- [RECORDED INFORMATION]:
"""
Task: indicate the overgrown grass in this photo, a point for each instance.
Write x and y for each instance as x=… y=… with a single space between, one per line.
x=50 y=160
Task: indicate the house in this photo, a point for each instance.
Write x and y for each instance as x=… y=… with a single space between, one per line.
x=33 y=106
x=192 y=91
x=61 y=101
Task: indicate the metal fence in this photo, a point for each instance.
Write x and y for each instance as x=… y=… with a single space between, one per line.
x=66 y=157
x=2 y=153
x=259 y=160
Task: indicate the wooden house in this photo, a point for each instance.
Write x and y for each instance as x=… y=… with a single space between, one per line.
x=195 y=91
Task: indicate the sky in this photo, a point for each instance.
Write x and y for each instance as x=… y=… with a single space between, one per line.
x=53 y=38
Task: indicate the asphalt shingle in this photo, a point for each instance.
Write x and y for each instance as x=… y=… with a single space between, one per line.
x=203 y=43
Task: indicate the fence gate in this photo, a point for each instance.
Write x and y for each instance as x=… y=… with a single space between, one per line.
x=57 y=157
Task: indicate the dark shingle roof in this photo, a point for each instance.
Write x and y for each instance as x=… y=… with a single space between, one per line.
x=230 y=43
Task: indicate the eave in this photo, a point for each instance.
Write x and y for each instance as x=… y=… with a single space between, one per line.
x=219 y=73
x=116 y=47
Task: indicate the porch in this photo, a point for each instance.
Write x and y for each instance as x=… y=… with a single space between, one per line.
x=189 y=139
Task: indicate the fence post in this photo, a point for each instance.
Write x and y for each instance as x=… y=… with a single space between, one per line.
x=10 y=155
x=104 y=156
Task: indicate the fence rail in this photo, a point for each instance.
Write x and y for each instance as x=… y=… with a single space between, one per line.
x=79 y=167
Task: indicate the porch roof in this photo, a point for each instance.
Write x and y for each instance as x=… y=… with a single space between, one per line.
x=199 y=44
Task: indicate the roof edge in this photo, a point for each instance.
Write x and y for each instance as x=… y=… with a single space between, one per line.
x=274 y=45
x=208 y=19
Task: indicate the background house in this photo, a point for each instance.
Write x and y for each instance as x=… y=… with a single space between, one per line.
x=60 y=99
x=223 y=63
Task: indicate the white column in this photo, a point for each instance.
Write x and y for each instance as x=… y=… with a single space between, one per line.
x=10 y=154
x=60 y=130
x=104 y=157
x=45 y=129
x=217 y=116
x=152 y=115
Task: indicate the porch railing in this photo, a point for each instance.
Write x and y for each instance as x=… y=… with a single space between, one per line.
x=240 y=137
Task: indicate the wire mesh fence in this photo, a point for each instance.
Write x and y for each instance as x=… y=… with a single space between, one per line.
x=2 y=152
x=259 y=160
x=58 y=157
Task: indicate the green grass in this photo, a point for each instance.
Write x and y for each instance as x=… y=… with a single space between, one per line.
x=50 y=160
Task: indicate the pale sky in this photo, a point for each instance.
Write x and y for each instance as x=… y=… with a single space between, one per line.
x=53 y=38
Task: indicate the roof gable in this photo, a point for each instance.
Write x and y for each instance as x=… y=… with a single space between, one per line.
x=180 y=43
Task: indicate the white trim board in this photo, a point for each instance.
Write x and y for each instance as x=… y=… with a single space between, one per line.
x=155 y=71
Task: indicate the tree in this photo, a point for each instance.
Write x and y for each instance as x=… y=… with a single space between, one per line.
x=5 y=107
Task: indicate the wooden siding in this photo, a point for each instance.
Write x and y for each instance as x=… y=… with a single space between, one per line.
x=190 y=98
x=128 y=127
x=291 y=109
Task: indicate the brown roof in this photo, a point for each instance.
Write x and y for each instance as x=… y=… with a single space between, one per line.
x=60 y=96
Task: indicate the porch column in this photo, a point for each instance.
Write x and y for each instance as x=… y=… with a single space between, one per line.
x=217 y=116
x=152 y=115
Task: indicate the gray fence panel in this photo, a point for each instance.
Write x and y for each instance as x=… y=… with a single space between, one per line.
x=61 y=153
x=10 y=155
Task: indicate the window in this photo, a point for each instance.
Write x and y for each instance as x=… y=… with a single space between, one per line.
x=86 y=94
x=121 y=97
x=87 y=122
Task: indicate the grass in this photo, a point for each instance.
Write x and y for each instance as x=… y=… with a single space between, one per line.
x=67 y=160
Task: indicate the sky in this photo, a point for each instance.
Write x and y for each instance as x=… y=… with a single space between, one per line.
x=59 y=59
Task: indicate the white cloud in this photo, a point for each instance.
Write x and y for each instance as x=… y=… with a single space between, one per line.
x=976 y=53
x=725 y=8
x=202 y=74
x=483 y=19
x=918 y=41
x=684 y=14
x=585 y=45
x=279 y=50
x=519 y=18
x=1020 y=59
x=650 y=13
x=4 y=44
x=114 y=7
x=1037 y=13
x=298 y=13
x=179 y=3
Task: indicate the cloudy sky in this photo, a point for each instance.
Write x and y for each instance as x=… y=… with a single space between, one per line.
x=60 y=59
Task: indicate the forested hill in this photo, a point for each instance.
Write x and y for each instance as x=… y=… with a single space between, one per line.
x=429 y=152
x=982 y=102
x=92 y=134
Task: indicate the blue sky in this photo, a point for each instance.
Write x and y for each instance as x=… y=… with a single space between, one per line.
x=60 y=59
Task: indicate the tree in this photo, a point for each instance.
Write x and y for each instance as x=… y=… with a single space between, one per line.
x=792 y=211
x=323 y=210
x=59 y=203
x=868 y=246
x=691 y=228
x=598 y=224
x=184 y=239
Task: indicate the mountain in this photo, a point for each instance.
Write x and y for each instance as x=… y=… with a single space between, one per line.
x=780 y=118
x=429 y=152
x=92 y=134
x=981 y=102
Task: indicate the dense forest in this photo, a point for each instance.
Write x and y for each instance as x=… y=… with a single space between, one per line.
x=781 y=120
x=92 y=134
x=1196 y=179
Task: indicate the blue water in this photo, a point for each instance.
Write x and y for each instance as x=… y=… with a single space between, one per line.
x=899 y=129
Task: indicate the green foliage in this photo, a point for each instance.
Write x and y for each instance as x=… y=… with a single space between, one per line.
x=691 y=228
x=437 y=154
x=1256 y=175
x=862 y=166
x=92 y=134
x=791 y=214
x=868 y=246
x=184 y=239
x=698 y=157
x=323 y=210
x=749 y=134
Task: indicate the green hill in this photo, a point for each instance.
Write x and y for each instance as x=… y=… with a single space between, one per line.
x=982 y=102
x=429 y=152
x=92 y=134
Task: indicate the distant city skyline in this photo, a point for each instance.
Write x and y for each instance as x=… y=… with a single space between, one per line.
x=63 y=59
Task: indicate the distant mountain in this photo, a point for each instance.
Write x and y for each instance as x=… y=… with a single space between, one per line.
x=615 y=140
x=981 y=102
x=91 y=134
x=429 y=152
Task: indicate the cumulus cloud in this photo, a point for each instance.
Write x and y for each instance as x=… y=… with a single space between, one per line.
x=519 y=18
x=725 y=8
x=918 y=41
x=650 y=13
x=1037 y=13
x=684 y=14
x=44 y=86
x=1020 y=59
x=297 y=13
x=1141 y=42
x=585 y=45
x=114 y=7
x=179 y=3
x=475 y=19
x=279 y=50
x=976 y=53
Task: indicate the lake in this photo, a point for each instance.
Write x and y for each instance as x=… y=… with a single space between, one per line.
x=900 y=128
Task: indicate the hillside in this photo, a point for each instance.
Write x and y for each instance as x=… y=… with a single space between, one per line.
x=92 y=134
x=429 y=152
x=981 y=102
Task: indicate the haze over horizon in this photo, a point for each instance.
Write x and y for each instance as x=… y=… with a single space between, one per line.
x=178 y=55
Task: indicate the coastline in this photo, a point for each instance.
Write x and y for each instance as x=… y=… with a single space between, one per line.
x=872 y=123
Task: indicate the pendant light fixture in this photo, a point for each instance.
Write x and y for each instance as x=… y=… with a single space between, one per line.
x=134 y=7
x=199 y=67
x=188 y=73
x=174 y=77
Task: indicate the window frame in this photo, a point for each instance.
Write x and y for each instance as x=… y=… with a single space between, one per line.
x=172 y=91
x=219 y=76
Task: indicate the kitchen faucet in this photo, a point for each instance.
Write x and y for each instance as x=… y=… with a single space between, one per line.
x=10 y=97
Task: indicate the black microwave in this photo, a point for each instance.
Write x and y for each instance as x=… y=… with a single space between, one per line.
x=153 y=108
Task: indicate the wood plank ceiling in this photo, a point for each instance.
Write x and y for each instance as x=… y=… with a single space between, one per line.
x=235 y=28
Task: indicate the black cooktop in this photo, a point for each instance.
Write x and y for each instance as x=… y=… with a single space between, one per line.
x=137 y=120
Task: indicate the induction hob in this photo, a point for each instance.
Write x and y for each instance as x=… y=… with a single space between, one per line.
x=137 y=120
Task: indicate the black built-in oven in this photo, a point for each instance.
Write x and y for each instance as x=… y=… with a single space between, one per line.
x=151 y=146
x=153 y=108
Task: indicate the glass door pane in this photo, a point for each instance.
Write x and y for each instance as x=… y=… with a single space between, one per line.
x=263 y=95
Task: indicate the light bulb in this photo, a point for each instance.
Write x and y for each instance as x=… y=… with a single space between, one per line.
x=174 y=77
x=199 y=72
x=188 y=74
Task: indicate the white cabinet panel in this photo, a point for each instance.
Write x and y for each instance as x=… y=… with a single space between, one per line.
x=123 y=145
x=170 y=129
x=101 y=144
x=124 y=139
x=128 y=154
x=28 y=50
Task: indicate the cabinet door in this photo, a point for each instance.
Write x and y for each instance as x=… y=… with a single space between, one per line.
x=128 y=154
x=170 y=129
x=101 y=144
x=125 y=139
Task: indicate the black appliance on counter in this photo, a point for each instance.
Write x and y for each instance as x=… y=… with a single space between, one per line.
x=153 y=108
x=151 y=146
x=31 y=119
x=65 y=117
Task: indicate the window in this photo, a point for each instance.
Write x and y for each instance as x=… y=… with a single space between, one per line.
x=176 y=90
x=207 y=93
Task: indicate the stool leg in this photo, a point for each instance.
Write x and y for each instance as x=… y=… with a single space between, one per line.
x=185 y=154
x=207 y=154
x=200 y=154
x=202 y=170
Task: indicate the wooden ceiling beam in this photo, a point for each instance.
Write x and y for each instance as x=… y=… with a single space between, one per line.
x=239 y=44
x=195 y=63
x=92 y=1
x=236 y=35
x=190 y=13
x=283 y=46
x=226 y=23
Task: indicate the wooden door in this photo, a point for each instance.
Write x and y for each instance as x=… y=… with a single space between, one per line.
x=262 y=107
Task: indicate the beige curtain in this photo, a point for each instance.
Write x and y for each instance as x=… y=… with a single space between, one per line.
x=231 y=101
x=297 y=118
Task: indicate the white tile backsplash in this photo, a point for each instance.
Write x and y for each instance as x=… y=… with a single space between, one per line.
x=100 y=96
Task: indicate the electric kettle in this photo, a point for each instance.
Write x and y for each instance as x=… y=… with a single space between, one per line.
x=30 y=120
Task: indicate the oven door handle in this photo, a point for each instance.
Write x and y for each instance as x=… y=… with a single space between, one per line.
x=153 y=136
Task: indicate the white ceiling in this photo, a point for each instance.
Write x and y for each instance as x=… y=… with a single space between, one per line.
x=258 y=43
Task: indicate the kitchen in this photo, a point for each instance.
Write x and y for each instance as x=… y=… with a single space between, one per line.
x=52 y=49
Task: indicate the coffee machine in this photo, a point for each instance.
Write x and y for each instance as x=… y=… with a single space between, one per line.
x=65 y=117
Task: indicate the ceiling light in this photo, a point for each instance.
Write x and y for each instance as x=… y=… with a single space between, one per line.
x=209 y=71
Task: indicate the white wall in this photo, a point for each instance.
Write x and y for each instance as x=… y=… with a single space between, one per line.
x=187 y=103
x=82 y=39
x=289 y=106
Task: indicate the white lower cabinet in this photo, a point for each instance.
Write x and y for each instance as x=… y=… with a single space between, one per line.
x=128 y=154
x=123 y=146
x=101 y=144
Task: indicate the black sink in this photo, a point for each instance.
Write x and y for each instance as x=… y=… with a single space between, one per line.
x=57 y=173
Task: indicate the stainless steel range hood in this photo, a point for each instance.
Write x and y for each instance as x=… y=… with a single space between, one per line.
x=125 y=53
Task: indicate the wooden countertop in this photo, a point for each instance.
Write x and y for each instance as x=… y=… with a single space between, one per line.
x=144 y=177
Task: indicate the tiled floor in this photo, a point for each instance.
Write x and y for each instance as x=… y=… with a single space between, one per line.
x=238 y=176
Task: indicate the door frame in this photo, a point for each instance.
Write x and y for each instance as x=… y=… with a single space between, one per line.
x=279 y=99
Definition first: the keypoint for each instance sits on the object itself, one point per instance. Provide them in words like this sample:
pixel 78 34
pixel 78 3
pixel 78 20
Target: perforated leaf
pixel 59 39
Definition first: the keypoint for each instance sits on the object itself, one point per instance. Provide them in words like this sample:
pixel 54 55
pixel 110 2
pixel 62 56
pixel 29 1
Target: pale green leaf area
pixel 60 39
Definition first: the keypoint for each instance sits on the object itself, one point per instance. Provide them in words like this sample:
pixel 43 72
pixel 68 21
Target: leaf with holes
"""
- [TASK DIRECTIONS]: Repeat, character for character, the lines of the material above from the line with "Task: indicate the blue sky" through the line with "Task: indicate the dense".

- [EXERCISE RESULT]:
Task: indicate the blue sky in this photo, a point for each instance.
Write x and y for each instance as x=… y=… with a single space between, one per line.
x=60 y=59
Task: indicate the tree in this photo, a point for each instance.
Write x and y for each instance as x=… y=… with a single space between, one per line.
x=792 y=211
x=323 y=210
x=59 y=203
x=868 y=246
x=691 y=228
x=598 y=224
x=184 y=239
Task: indicate the mountain in this photo, a point for each instance.
Write x and y for each instance as x=… y=… with a single space between, one per line.
x=780 y=118
x=429 y=152
x=92 y=134
x=981 y=102
Task: indicate the dense forest in this photo, a point for each instance.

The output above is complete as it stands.